Put the lines below, from the line containing "Query: haze over city" through the end, into a numbered list, skipping any blank lines.

## BEGIN RECORD SET

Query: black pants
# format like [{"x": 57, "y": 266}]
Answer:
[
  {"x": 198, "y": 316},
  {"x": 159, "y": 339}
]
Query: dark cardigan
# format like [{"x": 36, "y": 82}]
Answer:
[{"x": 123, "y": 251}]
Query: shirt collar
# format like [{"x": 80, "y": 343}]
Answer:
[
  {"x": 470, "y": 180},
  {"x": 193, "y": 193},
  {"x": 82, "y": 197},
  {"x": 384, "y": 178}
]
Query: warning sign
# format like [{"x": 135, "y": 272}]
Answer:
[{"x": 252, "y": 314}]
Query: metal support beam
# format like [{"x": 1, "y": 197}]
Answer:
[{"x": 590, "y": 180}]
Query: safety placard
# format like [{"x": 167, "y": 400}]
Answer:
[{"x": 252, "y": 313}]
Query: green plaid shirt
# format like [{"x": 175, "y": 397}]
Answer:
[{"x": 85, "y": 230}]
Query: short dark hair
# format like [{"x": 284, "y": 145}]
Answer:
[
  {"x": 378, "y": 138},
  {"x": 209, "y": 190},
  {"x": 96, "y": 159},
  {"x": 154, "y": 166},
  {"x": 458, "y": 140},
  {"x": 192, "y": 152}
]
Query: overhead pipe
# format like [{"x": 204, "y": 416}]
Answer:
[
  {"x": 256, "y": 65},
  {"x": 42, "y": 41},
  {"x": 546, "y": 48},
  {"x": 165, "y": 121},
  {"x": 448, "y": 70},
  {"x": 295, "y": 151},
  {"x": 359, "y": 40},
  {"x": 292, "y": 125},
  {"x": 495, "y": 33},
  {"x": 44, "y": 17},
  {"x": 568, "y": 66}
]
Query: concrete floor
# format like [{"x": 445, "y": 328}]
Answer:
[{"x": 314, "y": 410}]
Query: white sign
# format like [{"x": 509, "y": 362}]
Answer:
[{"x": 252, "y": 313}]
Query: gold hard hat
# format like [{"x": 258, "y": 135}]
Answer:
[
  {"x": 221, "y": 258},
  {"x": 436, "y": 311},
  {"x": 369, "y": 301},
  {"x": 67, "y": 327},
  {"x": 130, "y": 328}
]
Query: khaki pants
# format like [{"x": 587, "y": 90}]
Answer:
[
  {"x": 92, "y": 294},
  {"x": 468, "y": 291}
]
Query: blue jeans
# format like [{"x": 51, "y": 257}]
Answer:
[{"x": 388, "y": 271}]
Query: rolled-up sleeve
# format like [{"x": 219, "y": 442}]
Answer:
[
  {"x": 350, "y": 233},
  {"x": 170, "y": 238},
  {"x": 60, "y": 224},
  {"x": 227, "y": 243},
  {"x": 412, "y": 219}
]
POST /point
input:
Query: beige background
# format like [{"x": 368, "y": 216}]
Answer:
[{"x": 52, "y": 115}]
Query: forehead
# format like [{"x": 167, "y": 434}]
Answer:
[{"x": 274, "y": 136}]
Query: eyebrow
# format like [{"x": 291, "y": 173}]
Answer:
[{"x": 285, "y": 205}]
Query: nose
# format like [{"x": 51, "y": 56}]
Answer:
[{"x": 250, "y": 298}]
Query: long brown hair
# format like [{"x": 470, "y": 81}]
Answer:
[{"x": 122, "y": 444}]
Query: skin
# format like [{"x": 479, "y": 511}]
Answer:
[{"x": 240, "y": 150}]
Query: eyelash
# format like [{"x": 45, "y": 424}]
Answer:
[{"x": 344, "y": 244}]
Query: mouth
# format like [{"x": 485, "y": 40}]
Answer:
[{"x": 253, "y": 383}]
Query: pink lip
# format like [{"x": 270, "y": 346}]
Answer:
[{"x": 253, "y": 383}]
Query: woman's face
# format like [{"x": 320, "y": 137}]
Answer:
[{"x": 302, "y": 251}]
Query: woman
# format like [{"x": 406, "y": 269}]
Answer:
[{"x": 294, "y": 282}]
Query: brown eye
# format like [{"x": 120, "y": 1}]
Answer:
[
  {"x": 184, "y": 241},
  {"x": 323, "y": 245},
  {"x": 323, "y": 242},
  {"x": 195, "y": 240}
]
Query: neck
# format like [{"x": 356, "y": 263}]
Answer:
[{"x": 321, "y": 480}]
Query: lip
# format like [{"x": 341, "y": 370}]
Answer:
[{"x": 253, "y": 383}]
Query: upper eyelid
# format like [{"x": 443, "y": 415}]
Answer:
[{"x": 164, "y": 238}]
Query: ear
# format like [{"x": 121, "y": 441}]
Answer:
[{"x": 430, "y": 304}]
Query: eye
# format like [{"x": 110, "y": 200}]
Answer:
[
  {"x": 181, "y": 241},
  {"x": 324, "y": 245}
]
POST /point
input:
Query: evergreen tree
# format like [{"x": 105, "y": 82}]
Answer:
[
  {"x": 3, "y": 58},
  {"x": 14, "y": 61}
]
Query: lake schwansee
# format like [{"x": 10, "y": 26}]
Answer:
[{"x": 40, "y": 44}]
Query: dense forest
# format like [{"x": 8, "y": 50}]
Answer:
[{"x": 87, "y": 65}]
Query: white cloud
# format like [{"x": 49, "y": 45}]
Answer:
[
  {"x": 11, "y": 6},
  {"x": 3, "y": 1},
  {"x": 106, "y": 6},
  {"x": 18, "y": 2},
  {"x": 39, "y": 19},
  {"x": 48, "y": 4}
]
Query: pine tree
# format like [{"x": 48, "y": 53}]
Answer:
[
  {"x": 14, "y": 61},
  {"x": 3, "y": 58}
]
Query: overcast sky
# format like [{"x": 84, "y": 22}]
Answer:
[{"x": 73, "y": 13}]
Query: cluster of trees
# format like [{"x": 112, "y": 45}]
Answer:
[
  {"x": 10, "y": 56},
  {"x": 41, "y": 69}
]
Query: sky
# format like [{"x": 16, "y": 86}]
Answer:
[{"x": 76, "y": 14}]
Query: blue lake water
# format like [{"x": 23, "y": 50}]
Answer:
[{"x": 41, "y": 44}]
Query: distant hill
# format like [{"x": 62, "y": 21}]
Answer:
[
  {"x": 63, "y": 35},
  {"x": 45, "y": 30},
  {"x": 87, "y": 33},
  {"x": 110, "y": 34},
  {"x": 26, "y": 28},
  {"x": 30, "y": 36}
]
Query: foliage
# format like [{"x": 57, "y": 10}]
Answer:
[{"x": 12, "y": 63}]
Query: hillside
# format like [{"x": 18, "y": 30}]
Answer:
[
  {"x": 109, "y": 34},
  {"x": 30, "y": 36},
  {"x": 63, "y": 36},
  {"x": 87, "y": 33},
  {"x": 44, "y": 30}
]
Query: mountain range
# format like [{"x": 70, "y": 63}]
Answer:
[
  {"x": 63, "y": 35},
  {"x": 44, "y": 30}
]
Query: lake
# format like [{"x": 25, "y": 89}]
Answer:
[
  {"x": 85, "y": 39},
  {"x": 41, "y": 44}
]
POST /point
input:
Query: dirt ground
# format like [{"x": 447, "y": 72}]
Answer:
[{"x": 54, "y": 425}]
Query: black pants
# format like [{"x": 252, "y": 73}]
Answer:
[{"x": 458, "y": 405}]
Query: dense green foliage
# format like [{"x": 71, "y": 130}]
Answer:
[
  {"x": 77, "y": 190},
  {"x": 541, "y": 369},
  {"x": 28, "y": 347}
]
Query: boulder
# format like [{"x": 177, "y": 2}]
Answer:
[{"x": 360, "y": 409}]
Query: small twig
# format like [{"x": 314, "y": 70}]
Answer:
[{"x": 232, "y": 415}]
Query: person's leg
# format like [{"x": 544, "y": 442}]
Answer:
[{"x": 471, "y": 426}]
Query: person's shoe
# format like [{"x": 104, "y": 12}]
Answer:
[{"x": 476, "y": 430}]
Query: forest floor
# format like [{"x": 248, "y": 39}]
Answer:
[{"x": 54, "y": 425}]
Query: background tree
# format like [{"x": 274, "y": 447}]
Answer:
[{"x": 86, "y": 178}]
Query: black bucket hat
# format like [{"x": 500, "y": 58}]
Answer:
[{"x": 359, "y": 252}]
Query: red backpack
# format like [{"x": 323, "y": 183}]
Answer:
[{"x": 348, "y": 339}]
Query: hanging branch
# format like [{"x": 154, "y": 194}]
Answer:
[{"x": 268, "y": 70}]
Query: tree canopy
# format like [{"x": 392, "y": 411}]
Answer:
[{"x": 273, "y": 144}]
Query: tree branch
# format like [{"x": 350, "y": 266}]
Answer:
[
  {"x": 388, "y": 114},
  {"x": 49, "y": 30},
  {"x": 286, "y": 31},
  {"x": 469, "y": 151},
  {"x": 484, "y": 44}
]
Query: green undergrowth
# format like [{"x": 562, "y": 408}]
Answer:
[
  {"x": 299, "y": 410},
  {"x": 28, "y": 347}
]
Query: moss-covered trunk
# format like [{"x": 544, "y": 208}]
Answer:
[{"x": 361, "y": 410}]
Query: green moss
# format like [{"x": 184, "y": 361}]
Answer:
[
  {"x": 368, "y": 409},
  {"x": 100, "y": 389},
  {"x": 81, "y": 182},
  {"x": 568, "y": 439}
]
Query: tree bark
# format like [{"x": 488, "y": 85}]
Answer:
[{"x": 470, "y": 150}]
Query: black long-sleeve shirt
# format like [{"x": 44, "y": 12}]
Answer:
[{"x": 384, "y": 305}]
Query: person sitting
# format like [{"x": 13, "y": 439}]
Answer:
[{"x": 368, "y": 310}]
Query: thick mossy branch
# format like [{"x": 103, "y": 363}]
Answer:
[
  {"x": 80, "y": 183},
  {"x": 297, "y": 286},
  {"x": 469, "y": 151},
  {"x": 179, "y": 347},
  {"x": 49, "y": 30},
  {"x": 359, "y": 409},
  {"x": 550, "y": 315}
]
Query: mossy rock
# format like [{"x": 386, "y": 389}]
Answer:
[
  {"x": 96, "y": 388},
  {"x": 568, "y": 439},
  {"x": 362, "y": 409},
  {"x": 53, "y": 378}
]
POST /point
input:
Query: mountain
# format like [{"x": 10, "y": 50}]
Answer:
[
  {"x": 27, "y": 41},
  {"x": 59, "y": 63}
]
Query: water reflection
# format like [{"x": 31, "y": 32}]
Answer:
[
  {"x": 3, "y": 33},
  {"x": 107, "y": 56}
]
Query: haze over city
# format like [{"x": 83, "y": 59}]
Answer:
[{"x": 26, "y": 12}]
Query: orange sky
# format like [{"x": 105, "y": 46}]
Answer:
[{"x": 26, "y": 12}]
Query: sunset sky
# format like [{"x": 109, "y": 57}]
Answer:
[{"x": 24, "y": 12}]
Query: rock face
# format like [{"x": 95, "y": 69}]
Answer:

## END RECORD SET

▶ _COMPLETED EXERCISE_
1. Query: haze over city
2. # format like [{"x": 83, "y": 59}]
3. Answer:
4. [{"x": 26, "y": 12}]
5. Query: orange sky
6. # format like [{"x": 105, "y": 46}]
7. Answer:
8. [{"x": 26, "y": 12}]
9. Query: sunset sky
10. # format like [{"x": 109, "y": 57}]
11. Answer:
12. [{"x": 24, "y": 12}]
13. Query: rock face
14. # format like [{"x": 95, "y": 69}]
15. Answer:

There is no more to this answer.